------ Excerpted passage ------

Posts Tagged ‘Social Media’
The Social Media Strip Club
May 26th, 2010 | Posted in Uncategorized | By Jordan Cooper | View Comments
When you see the term “social media” written in the mainstream press as this awe-inspiring, ground-breaking, radical shift in the connected human consciousness (their buzzwords, not mine) – do you roll your eyes and sigh apathetically?
When you hear a marketing rockstar ninja expert use the word engage about 84 times in a 7 minute interview, do you vomit in your mouth just a little bit?
When you wake up in the morning to find 163 new blog posts, 326 Facebook updates, 831 incoming tweets (not including the redundant aggregation of each individual one on 74 other social platforms) – do you smell a pungent odor emanating from this landfill?
Do you get the sense that social media is just a delusion we’re all perpetrating on ourselves with implicit collusion in order to give a sense of purpose and value to our empty lives?

------ Record extracts ------

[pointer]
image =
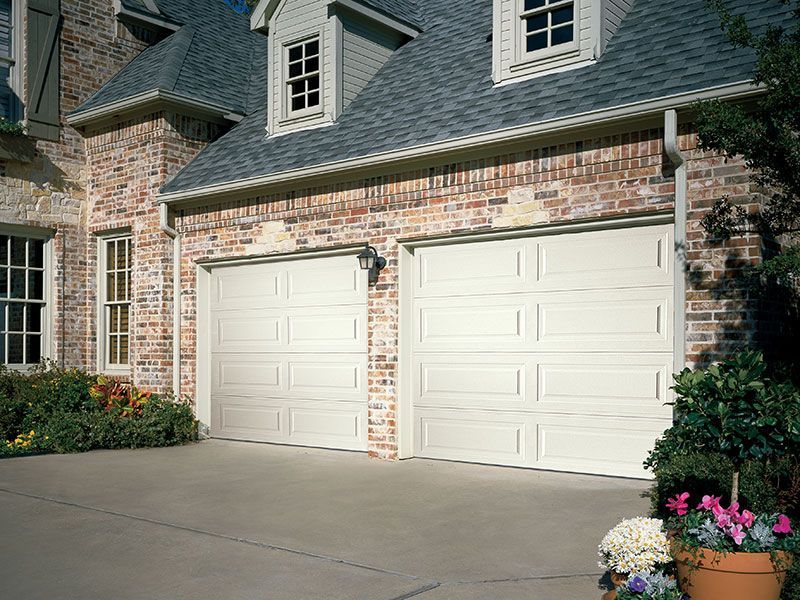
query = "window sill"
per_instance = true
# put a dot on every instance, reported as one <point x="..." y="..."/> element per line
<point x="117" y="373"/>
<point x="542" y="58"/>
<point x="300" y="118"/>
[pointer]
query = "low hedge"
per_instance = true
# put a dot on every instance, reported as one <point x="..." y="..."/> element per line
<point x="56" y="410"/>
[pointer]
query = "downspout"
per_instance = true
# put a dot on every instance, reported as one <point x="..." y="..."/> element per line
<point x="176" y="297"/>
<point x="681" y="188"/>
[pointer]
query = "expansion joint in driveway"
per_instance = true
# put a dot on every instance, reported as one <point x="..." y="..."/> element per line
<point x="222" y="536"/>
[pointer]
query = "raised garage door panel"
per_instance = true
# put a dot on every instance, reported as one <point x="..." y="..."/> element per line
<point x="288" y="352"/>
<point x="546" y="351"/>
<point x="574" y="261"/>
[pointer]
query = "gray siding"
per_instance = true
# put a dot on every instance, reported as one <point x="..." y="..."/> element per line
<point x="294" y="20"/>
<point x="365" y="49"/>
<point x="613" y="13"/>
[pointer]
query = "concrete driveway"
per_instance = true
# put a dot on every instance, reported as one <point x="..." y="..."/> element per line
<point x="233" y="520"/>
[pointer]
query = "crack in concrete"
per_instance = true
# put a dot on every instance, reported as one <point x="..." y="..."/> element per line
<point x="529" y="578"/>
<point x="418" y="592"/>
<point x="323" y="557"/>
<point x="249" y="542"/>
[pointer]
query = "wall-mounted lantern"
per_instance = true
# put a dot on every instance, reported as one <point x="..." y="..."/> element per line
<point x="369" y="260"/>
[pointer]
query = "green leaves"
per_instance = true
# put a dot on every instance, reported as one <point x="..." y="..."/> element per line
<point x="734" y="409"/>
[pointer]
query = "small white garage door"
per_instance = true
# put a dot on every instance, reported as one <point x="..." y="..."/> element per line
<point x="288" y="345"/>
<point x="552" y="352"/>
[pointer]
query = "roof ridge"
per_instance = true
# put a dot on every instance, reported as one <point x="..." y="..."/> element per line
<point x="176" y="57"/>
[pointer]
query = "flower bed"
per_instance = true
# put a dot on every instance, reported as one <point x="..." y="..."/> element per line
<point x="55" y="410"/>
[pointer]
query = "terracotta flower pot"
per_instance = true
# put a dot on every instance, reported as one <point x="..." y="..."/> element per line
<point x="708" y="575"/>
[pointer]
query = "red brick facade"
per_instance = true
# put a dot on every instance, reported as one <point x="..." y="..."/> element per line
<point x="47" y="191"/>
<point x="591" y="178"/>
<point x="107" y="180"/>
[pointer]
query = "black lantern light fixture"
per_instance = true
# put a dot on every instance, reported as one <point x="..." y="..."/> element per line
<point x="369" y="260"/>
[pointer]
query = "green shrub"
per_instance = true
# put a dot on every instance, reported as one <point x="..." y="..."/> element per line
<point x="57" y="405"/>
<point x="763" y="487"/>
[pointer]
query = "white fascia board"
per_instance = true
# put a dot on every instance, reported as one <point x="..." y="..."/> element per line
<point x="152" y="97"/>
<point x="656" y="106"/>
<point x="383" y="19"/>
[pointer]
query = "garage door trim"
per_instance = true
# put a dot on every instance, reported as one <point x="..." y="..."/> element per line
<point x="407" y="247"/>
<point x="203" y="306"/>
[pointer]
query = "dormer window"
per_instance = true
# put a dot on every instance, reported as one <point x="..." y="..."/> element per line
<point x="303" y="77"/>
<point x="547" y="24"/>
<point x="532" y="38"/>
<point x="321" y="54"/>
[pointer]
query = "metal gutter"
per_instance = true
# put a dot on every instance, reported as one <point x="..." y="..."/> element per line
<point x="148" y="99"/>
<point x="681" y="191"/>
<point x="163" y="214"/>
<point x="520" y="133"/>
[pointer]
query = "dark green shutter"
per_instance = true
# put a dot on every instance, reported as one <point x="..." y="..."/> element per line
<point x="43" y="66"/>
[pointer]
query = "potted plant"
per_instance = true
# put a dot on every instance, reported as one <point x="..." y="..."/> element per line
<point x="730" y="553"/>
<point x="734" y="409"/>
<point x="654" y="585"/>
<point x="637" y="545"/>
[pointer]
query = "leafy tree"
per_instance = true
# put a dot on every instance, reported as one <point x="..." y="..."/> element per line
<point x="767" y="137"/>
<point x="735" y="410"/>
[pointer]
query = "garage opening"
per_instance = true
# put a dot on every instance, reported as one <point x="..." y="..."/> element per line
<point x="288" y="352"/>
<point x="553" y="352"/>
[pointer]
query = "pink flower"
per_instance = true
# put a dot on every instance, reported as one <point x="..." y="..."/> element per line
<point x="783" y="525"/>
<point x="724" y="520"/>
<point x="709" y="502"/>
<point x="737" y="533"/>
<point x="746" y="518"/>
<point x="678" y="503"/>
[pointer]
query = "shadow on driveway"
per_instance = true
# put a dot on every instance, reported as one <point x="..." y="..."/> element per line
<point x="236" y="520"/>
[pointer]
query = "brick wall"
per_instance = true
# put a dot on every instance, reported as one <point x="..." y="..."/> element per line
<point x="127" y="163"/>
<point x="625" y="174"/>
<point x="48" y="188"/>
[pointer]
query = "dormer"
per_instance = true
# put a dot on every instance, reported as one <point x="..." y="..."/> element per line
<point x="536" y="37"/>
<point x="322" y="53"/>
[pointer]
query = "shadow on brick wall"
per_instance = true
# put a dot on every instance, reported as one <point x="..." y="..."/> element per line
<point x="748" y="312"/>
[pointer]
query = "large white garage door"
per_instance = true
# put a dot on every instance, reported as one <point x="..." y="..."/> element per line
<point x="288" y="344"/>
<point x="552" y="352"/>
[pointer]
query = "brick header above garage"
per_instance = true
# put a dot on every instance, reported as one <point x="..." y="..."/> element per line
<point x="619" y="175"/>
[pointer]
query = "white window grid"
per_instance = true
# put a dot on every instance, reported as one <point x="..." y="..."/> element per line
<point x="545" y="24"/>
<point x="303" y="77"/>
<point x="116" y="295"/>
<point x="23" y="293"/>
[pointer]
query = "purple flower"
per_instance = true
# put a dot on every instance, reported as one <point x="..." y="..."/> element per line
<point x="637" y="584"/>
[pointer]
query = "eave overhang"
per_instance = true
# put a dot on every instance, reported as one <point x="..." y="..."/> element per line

------

The tasks =
(a) In the social media blog post, about how many times does the marketing expert use the word "engage" in a 7 minute interview?
(b) Carry on the social media blog post from its last sentence.

The responses =
(a) About 84 times.

(b)
Do you get a feeling that human nature is actually not changing whatsoever, but has designed a construct in which our own selfish needs and dirty little secrets can be veiled so well to the unsuspecting masses?
Do you think anyone in business who stands to earn income in any way possible, directly or indirectly, from the use of social media can truly be authentic about their intentions?
This all sounds like the same business model of strippers.
The only difference is that the pole dancer knows what she is and doesn’t deny it.
So, why can’t we just admit that we’re all whores?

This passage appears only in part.